Please reproduce word for word the passage of the opera review below, beginning at the words "Cortellazzi’s Admète was" and stopping after the words "to hear again.".

QUOTED PASSAGE:
※
Cortellazzi’s Admète was sung with lyrical and liquid tone. He brought out a palpable, emotionally potent sense of betrayal with good use of the text. The role sits very well for his well-placed, nicely forward tenor. It’s an attractive, handsome sound, easily produced. Alexandre Duhamel was imposing in his roles. His vocalism was most extravert but it sounds to me that the voice has a tendency to dryness when singing full out. When he pulls back, there’s a pleasing velvety warmth to the sound. He camped it up most entertainingly as Hercule, he has stage presence to spare, and his native diction was always nicely clear. Certainly a singer I’d like to hear again.
The remaining roles were a credit to the house and admirably taken. The firm baritone of João Fernandes was most notable, and we had a mellifluous quartet of Coryphées with some lovely, lyrical singing from Raquel Alão. There was an honesty and immediacy to the communication of the house chorus. They blasted out at the start with full-throated fervour, singing with confidence and strength. The sound was bold and vibrant but without that war of vibratos often heard elsewhere. Their dedication to everything asked of them was most impressive, combined with enough energy to power the entire city. Graeme Jenkins led a swift and exciting reading, the orchestra digging deep with bold and extrovert playing, happily far from the passive stateliness often imposed on this music. His tempi were always alive and vital, propelling the action forward. The Orquestra Sinfónica Portuguesa played extremely well for him. There was some passing scrappiness in the strings, not unknown on a first night, and the brass was deliciously raspy and full of personality. Of course, I would have preferred to have had the strings play without vibrato – the full vibrations felt somewhat out of place with Jenkins’ surging dramatism – but this is of course personal taste. Both the orchestra and the chorus reflected most positively the qualities of this estimable house.
※
RECORDS SHOWN:
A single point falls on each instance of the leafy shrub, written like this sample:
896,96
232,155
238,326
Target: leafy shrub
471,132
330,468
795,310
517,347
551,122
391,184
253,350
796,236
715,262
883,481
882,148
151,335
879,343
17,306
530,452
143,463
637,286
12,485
※
SOLVED PROBLEM:
Cortellazzi’s Admète was sung with lyrical and liquid tone. He brought out a palpable, emotionally potent sense of betrayal with good use of the text. The role sits very well for his well-placed, nicely forward tenor. It’s an attractive, handsome sound, easily produced. Alexandre Duhamel was imposing in his roles. His vocalism was most extravert but it sounds to me that the voice has a tendency to dryness when singing full out. When he pulls back, there’s a pleasing velvety warmth to the sound. He camped it up most entertainingly as Hercule, he has stage presence to spare, and his native diction was always nicely clear. Certainly a singer I’d like to hear again.